++++ BLOQUE DE TEXTO ++++
En ese sentido, lo que determina grandes decisiones como decretar guerras, ordenar invasiones o avasallar culturalmente a los rivales, es la ponderación entre los costos y ventajas que aquellas decisiones determinen.
Ningún país invade a otro si sus directores y sus dirigentes más preclaros, munidos con la información más certera, no determinen cuál es el interés del país. La decisión política depende del peso de ese interés y no de razones afectivas, coincidencias teóricas o rabietas pasajeras.
Lo mismo vale cuando se trata de emprender negociaciones o participar en procesos electorales. El moralismo nada tiene que ver en la Sala Oval, el Kremlin, la Ciudad Prohibida de Pekín o el número 10 de Downing Street y, aunque pareciera lo contrario, lo determinante en la tensión árabe-israelí, más que la religión es eso, el interés, cuidadosamente ponderado.
++++ CONJUNTO DE DATOS ++++
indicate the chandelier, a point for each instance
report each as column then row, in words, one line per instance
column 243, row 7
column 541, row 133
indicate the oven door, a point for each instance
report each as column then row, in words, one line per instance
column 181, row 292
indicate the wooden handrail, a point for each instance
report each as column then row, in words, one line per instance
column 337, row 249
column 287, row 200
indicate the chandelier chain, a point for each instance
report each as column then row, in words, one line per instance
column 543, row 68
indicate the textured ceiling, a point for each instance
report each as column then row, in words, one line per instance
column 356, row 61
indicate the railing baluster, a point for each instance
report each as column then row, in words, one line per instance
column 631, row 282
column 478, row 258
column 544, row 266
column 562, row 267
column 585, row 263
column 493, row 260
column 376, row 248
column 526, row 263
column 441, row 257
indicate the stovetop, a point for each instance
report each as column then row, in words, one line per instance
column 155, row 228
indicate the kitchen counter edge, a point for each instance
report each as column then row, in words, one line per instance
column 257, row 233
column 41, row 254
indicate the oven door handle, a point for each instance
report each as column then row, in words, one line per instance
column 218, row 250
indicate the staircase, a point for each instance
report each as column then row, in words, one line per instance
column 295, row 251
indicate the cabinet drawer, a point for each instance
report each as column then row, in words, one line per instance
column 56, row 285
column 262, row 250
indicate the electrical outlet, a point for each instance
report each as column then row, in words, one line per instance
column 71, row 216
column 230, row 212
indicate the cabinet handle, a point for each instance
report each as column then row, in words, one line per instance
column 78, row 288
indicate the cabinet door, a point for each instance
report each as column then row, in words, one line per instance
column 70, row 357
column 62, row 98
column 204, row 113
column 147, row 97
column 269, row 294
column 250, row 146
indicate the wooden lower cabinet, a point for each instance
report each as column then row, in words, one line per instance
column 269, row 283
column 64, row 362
++++
++++ CONJUNTO DE DATOS ++++
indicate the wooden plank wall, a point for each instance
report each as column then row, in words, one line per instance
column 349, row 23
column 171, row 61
++++
▶ **PREGUNTAS DE COMPRENSIÓN**
**a)** Indique si cada afirmación concuerda con el texto sobre el interés en las decisiones políticas. Responda sí o no a cada una y cite textualmente las palabras que lo deciden.
(i) La decisión política depende de razones afectivas.
(ii) Lo mismo vale al emprender negociaciones o participar en procesos electorales.
(iii) En la tensión árabe-israelí lo determinante es, ante todo, la religión.
**b)** Reproduzca el texto sobre el interés en las decisiones políticas desde "Ningún país invade" hasta "o rabietas pasajeras.", incluido este último fragmento.
**c)** Escriba la parte siguiente del texto sobre el interés en las decisiones políticas, a partir de su última oración.

▶ **RESPUESTAS POR TAREA**
**a)**
(i) No: "La decisión política depende del peso de ese interés y no de razones afectivas".
(ii) Sí: "Lo mismo vale cuando se trata de emprender negociaciones o participar en procesos electorales."
(iii) No: "lo determinante en la tensión árabe-israelí, más que la religión es eso, el interés, cuidadosamente ponderado".

**b)**
Ningún país invade a otro si sus directores y sus dirigentes más preclaros, munidos con la información más certera, no determinen cuál es el interés del país. La decisión política depende del peso de ese interés y no de razones afectivas, coincidencias teóricas o rabietas pasajeras.

**c)**
Lo cierto es que en el caso venezolano, la comunidad internacional que respalda a la AN/Guaidó ha fluido suave y racionalmente a la tesis de la negociación para realizar unas elecciones libérrimas, firmemente observadas por el mundo entero. En última instancia sería también el interés del poder que despacha en Miraflores porque, aun perdiendo, es inmensamente mejor salir del mando por la civilizada vía electoral y no en medio de los peñascos de la violencia que amenaza con retrogradarlo todo a las expresiones más primitivas.
La tesis de Huntington define las mutuas recriminaciones entre la América Hispana y la Anglosajona, alrededor de influencias culturales y ejercicios de mecanismos de dominación. No pocos escritores norteamericanos acusan a las oleadas migratorias latinoamericanas, y especialmente mexicana, de minar los principios de la cultura emanada desde sus orígenes por las trece provincias de la unión y enaltecida por los padres conscriptos o fundadores, a fin de debilitar sus resistencias y fortalecer su “mexicanización”, tesis extravagante, en cierto modo, que refleja los disensos alrededor del “muro”.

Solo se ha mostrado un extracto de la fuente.